Text excerpt
- Opening Delimiter -

Although “quiet quitting” in the US and “lying flat” in China share some similarities, their causes are different. Photo: TNS
April Zhang
April Zhang

‘Quiet quitting’ and ‘lying flat’: why the US and China cannot ignore these trends

  • Both buzzwords express a desire, by young Americans and Chinese, to live a more balanced life, against a backdrop of mounting debt or extreme stress
  • Washington and Beijing must act because US-China competition is not limited to international trade or geopolitical influence, but also the ability to give young people hope
Thanks to Gen Z, “quiet quitting” has become the latest meme in the United States. Spreading from TikTok to the mainstream media, the term describes an employee who, instead of quitting a job outright, chooses to do the bare minimum to get by at work. The idea has been compared to “lying flat”, a similar buzzword that became popular in China in spring last year.

Both terms express a desire, whether by young people in the US or China, to live a healthier and more balanced life. If we look at the social conditions they grew up in, however, we will realise that these two terms are outcomes of different cultural traditions intertwined with government policies.

The US champions individual rights, freedom and independence. And yet in 2022, young people find themselves facing mounting difficulties: debt, high inflation and lack of social mobility.

In 2022, total student loan debt stands at US$1.75 trillion, or an average US$28,950 per borrower. More than half of students leave college with debt. It usually takes nearly 20 years to pay off such loans. In addition, runaway inflation makes everything more expensive, while real earnings shrink.

With many Americans being priced out of the housing market, social mobility is declining. According to a Pew survey last year, 68 per cent of Americans think the young generation will be worse off than their parents. All things considered, when being hardworking is not enough to get ahead, quiet quitting seems to be a logical coping strategy.

An employee hands a plate of food to a student at the dining hall on the University of California, Berkeley, campus in on August 30. College students returning to campus this fall will find their dining halls experimenting with everything from fewer salad dressings to “plant-powered” Mondays as schools look for ways to adapt to soaring inflation. Photo: Bloomberg
In the mainstream media, quiet quitting has been characterised as an extension of the “Great Resignation”, a movement which was driven by people reassessing their lives during the Covid-19 pandemic and placing greater value on family, friends and mental well-being.

- Closing Delimiter -

Dataset
- Opening Delimiter -

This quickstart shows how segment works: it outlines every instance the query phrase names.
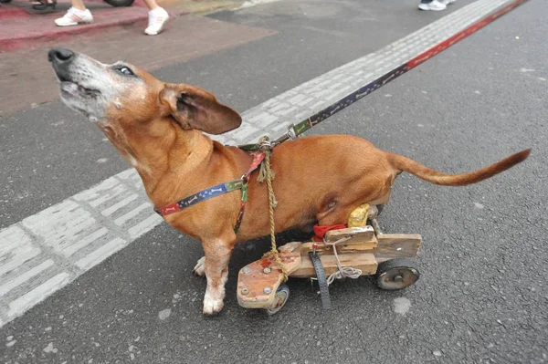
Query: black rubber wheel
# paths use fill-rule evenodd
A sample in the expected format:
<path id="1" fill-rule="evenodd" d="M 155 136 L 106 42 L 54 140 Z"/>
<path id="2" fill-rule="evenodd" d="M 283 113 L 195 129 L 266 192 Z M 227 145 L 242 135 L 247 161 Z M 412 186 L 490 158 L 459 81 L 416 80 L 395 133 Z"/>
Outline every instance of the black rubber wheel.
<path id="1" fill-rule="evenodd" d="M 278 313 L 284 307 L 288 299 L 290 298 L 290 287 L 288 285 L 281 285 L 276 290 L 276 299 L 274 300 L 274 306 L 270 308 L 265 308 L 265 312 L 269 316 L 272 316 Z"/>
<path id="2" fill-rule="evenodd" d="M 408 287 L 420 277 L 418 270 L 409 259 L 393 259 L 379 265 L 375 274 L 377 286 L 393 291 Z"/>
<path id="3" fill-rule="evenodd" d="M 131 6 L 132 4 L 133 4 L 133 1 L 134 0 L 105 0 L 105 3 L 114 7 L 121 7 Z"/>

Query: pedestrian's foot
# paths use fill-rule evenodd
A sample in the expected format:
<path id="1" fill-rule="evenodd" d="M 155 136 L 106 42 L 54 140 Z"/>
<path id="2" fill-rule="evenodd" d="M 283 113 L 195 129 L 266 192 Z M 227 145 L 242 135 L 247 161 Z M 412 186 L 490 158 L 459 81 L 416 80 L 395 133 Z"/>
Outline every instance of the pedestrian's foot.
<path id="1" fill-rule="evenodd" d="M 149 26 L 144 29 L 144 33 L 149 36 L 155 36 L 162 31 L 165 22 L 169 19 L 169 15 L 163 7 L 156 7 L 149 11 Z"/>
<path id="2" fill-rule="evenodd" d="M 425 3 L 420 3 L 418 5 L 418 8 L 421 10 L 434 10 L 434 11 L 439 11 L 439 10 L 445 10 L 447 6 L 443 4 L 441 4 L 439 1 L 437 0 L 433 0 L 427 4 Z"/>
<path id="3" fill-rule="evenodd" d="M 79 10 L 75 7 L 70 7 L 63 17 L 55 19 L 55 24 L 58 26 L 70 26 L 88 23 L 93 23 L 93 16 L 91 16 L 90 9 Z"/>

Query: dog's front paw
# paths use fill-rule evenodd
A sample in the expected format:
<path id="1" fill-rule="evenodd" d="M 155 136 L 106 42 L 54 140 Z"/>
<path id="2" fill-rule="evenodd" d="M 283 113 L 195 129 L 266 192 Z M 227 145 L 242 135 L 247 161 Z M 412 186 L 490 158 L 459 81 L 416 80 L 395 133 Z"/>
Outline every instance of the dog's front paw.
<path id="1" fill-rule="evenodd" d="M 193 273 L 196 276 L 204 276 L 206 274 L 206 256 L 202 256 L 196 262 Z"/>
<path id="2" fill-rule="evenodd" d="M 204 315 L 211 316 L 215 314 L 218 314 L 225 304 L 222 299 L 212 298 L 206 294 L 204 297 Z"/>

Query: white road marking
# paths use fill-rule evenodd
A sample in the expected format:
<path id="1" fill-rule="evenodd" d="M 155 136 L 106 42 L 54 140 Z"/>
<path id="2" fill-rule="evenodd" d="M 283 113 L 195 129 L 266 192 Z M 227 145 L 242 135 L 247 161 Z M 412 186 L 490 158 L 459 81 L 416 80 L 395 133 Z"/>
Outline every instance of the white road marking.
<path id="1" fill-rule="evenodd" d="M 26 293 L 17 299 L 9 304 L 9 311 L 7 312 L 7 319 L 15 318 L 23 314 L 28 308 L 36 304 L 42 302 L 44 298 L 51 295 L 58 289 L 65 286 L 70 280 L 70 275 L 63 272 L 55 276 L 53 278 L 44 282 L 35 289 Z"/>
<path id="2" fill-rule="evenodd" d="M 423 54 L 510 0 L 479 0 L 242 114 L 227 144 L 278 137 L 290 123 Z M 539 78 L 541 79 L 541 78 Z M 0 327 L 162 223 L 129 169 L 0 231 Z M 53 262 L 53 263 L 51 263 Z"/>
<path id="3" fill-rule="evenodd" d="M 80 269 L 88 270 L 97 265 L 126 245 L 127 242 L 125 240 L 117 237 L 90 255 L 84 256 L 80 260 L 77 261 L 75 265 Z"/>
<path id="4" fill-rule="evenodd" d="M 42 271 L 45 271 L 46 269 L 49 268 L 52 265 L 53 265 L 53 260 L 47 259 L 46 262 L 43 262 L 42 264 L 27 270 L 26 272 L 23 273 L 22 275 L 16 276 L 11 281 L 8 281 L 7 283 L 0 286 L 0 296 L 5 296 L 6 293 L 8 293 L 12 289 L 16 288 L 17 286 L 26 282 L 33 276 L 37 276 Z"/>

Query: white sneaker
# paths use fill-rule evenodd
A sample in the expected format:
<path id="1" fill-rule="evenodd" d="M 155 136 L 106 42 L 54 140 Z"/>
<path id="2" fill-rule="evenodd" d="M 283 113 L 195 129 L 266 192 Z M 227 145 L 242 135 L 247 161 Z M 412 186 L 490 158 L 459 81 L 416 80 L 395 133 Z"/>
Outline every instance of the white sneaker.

- Closing Delimiter -

Exercise instructions
a) In the article on quiet quitting and lying flat, return the passage between "In 2022, total" and "logical coping strategy.", inclusive.
b) According to the article on quiet quitting and lying flat, what is the total student loan debt in the US in 2022?
The rows have no connection to the article.

Exercise responses
a)
In 2022, total student loan debt stands at US$1.75 trillion, or an average US$28,950 per borrower. More than half of students leave college with debt. It usually takes nearly 20 years to pay off such loans. In addition, runaway inflation makes everything more expensive, while real earnings shrink.

With many Americans being priced out of the housing market, social mobility is declining. According to a Pew survey last year, 68 per cent of Americans think the young generation will be worse off than their parents. All things considered, when being hardworking is not enough to get ahead, quiet quitting seems to be a logical coping strategy.

b) US$1.75 trillion